DESCRIPTION OF THE TASK: In the entries that follow, count each line containing "below" and state the total, nothing more.
[SOURCE DATA]
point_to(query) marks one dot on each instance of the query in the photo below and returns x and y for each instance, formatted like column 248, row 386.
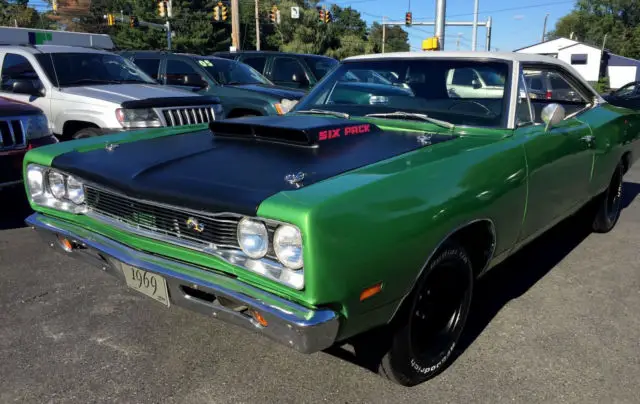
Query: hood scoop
column 304, row 131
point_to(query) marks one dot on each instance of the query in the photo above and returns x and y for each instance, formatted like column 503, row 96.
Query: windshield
column 226, row 71
column 418, row 86
column 78, row 69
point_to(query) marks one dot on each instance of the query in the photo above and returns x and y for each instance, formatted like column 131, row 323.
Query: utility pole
column 544, row 27
column 384, row 33
column 257, row 26
column 474, row 33
column 441, row 10
column 235, row 25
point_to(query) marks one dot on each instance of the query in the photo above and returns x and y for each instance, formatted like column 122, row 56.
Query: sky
column 515, row 24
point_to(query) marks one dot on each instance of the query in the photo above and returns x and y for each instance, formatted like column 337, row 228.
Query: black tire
column 609, row 204
column 86, row 132
column 432, row 319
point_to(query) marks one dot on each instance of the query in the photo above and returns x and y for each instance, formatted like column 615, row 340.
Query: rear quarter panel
column 382, row 222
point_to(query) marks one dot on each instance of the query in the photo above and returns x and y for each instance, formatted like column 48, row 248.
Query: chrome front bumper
column 221, row 297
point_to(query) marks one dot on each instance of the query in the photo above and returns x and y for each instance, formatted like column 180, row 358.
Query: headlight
column 253, row 238
column 287, row 244
column 37, row 127
column 56, row 184
column 285, row 106
column 53, row 189
column 138, row 118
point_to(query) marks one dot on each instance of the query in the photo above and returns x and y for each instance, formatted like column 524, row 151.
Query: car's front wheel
column 432, row 320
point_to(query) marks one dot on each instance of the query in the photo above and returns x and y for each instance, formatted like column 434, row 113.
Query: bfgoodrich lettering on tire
column 609, row 204
column 432, row 319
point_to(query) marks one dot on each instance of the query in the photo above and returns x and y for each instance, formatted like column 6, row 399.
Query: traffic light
column 224, row 13
column 162, row 10
column 217, row 12
column 431, row 44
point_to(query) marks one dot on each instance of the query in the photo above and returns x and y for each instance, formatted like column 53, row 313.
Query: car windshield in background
column 79, row 69
column 229, row 72
column 432, row 87
column 320, row 66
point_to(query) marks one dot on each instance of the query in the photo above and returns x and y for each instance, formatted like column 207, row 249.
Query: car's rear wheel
column 430, row 325
column 609, row 204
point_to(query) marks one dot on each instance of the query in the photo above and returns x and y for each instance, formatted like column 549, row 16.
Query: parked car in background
column 550, row 86
column 88, row 91
column 242, row 90
column 369, row 210
column 22, row 128
column 627, row 96
column 293, row 70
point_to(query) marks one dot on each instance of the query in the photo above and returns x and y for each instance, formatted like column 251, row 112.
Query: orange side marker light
column 371, row 291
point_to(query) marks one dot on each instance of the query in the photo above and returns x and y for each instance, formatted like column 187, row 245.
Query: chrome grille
column 12, row 134
column 164, row 222
column 188, row 115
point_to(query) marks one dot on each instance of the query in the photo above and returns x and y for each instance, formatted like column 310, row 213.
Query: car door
column 288, row 72
column 15, row 68
column 560, row 159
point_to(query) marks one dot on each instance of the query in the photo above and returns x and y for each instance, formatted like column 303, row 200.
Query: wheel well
column 71, row 127
column 626, row 162
column 238, row 112
column 478, row 239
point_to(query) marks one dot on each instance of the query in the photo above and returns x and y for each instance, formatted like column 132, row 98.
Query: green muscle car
column 370, row 208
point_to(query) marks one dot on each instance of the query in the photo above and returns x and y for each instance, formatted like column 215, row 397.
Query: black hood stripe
column 203, row 172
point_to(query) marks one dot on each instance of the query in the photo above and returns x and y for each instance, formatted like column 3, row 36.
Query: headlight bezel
column 270, row 265
column 40, row 192
column 138, row 118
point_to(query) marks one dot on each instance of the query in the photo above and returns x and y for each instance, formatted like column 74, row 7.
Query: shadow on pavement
column 14, row 208
column 505, row 282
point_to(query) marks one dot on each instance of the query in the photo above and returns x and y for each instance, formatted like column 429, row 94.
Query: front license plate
column 152, row 285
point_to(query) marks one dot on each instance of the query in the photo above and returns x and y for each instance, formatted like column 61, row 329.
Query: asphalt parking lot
column 558, row 322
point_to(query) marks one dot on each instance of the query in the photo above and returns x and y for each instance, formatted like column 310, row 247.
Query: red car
column 22, row 127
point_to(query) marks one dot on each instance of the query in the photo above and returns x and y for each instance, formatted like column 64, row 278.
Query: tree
column 396, row 39
column 592, row 19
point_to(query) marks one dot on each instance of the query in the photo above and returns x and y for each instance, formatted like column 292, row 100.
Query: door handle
column 588, row 139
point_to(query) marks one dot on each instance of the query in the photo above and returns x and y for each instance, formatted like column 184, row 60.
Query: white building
column 590, row 61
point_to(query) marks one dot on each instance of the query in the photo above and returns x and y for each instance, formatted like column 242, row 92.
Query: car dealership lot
column 559, row 323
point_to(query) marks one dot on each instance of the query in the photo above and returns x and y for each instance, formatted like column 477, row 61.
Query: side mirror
column 23, row 86
column 552, row 115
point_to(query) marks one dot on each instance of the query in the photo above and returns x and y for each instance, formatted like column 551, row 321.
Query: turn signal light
column 258, row 317
column 371, row 291
column 65, row 244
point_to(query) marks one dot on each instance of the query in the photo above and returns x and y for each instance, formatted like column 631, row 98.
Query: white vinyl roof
column 57, row 49
column 507, row 56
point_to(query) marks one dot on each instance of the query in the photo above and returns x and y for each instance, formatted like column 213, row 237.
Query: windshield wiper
column 414, row 116
column 94, row 81
column 323, row 112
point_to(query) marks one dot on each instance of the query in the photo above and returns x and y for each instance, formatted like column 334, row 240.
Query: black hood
column 241, row 162
column 275, row 91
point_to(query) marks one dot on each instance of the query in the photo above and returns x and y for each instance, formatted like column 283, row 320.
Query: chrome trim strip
column 304, row 329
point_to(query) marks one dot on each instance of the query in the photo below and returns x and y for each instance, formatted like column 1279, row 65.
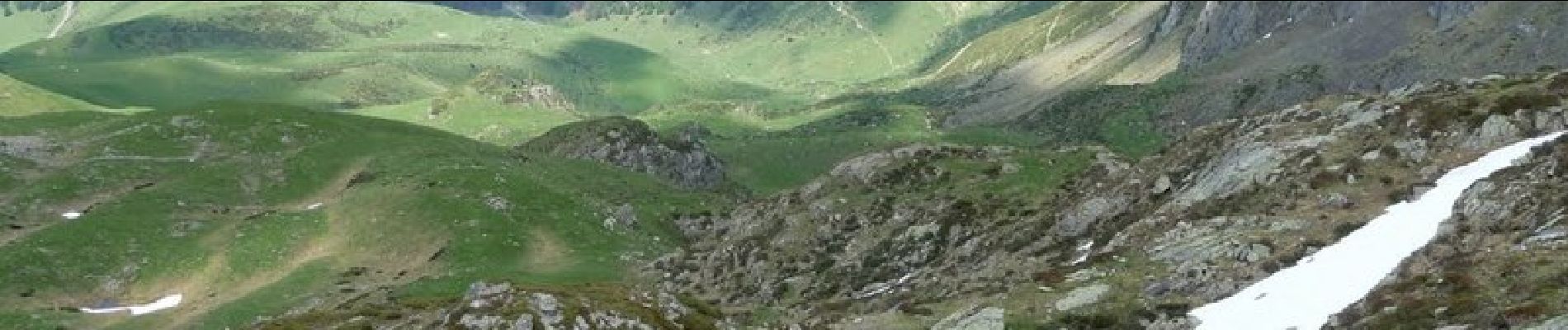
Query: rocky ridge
column 1214, row 211
column 632, row 144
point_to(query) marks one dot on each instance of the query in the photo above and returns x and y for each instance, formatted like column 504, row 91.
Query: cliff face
column 907, row 237
column 1254, row 57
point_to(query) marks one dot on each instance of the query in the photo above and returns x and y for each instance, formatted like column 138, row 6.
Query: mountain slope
column 1123, row 243
column 254, row 210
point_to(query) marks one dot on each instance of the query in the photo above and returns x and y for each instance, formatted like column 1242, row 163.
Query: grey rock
column 480, row 323
column 549, row 310
column 1334, row 200
column 1552, row 324
column 1496, row 132
column 1160, row 185
column 621, row 218
column 972, row 319
column 1082, row 296
column 632, row 144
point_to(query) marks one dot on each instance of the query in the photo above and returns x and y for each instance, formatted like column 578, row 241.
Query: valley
column 782, row 165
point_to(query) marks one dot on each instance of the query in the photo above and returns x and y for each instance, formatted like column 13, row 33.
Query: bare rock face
[/SOURCE DATA]
TASK RESPONSE: 2